**DOCUMENT SEGMENT:**
[START]

But when not holding the GIL in NO_GIL build, some objects are dealloced by Py main thread, that my separate thread is not aware of, causing seg faults issue by dereferencing invalid addresses.

Again, to be clear, in nogil Python you need to pause other threads (via the stop-the-world APIs), so that they do not deallocate or mutate objects that you are trying to find.

My current logic is added within Modules/gcmodule.c, and it's called from PyThread_start_new_thread() as a separate thread. But perhaps I should consider moving it outside.

If you need to modify the runtime for your research that's fine, but the more non-standard things you want to do, the more likely you will run into issues.

DanielLee343 commented 10 months ago

@colesbury It seems I need to block other threads (either by _PyRuntimeState_StopTheWorld() in nogil or PyGILState_Ensure() in normal) regardlessly to collect live object information. Just some following up questions here.

See visit_heap for how to find objects in nogil Python. For non-GC objects, you want the same code as visit_heap but with mi_heap_tag_obj.

I mimicked what visit_heap() did and changed two things. 1) replaced gc_get_objects_visitor with my own bookkeeping data structure instead of the PyList_Object, thus doesn't mess up the VM heap internal layout, 2) changed 4 occurrences of mi_heap_tag_gc tag into mi_heap_tag_obj to track non-gc objects. However, the # objs I got was only 99 (which should be way much larger) for mi_heap_tag_obj tagged. Thus I suspect somethings went wrong. I cannot inspect what these 99 PyObjects are since it segfaults when trying to call Py_TYPE(op) internally.

Non GC-tracked objects may not be in a reasonable state. For example, some of their fields may be used for other purposes if they're in a freelist or such.

What do you mean by reasonable states? This probably is the reason for the above.

I also tried to instrument _Py_NewReference, _Py_ReattachReference to proactively maintain all live objects but seems too much runtime overhead. I know this is not related to nogil but more of my own stuff, but I do appreciate any of your response.

colesbury commented 10 months ago

@DanielLee343 - sorry, I forgot that visit_heap() in this fork is different from the implementation I used in later versions (like nogil-3.12) and won't work with non-GC objects. It checks the "tracked" bit to determine which objects to visit, but that only makes sense for GC objects. non-GC objects don't have a tracked bit, so that strategy doesn't work and will probably filter out most objects and give you garbage.

[END]

(Extracted data entries)
[START]

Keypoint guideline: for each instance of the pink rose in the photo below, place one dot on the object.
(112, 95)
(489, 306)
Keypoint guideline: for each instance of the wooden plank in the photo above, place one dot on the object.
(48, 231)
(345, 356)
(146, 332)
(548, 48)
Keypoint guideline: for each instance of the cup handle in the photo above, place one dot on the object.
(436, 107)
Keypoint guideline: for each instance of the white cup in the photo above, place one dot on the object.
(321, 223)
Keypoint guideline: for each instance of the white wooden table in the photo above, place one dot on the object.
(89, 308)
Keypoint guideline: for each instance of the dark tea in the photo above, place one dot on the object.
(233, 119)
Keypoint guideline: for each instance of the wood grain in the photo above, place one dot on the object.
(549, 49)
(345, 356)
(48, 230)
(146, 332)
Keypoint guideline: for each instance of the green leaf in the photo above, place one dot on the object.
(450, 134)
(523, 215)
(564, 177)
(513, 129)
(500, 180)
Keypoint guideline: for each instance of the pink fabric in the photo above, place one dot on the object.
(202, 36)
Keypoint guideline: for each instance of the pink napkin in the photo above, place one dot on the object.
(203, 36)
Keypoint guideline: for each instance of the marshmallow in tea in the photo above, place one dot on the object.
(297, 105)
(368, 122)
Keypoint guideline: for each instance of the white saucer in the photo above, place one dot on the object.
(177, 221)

[END]

**REQUIRED TASK 1:** In the forum thread on nogil Python, how many objects did the adapted visit_heap() report for objects tagged with mi_heap_tag_obj?
**REQUIRED TASK 2:** Summarize the forum thread on nogil Python in two sentences.

**CORRECT RESULT 1:** It reported only 99 objects.

**CORRECT RESULT 2:** In the nogil build, a separate thread collecting live object information hit segfaults because the main thread deallocated objects it was unaware of, and colesbury explains that other threads must be paused with the stop-the-world APIs. DanielLee343 adapted visit_heap() to count non-GC objects with mi_heap_tag_obj but got only 99, and colesbury replies that visit_heap() in this fork checks a tracked bit that non-GC objects lack, so it filters out most objects and gives garbage.